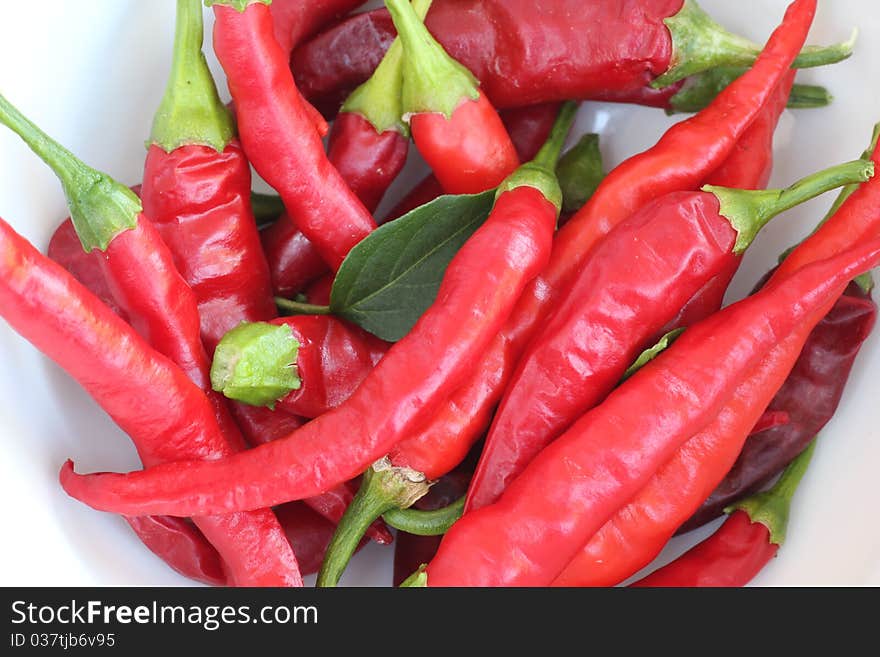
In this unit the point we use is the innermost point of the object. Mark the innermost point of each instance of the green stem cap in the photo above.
(191, 111)
(865, 281)
(238, 5)
(100, 207)
(771, 508)
(384, 487)
(433, 82)
(255, 363)
(425, 523)
(700, 90)
(650, 354)
(379, 99)
(540, 173)
(700, 44)
(749, 210)
(580, 172)
(418, 580)
(289, 307)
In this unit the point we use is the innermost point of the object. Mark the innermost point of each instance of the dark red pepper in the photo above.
(525, 53)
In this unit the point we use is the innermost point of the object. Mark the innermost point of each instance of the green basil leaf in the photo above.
(390, 278)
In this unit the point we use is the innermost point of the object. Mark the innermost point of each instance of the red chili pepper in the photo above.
(454, 126)
(297, 20)
(277, 133)
(636, 533)
(614, 309)
(370, 141)
(331, 359)
(744, 544)
(570, 490)
(180, 544)
(525, 53)
(407, 386)
(528, 128)
(172, 418)
(688, 153)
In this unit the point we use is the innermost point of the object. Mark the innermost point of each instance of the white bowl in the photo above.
(91, 73)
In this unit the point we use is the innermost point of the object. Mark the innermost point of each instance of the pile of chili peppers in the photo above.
(553, 389)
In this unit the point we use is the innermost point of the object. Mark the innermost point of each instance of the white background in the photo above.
(91, 73)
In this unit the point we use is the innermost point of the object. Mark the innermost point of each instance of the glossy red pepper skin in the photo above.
(199, 200)
(278, 136)
(182, 546)
(570, 490)
(637, 532)
(296, 20)
(806, 402)
(293, 261)
(732, 556)
(402, 391)
(66, 249)
(367, 160)
(172, 417)
(614, 309)
(522, 52)
(471, 151)
(681, 161)
(411, 551)
(334, 358)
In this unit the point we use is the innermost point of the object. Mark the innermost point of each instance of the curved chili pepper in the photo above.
(406, 387)
(297, 20)
(410, 550)
(369, 141)
(614, 309)
(397, 481)
(197, 191)
(525, 53)
(806, 402)
(528, 128)
(182, 546)
(295, 263)
(680, 161)
(636, 532)
(454, 126)
(331, 359)
(172, 417)
(744, 544)
(569, 491)
(278, 136)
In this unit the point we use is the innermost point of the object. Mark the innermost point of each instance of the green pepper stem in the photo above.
(384, 487)
(378, 99)
(580, 172)
(425, 523)
(290, 307)
(100, 207)
(700, 44)
(418, 580)
(771, 508)
(238, 5)
(651, 353)
(433, 82)
(700, 90)
(267, 208)
(191, 111)
(255, 363)
(540, 173)
(749, 210)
====
◆ EXERCISE PROMPT
Rewrite the records from the line containing "stem in the photo above." through the end, both ends included, keeping the requests as they are. In the answers, multiply every point coordinate by 0.65 and round it to a whole number, with halves rounding up.

◆ FINAL ANSWER
In this unit the point we use is the innermost point of the object. Mark the innermost point of each instance of the green pepper stem in the photo above.
(250, 317)
(246, 64)
(377, 112)
(276, 340)
(189, 200)
(65, 135)
(455, 29)
(272, 377)
(501, 330)
(155, 3)
(423, 229)
(281, 53)
(455, 59)
(174, 135)
(124, 72)
(166, 236)
(351, 112)
(487, 137)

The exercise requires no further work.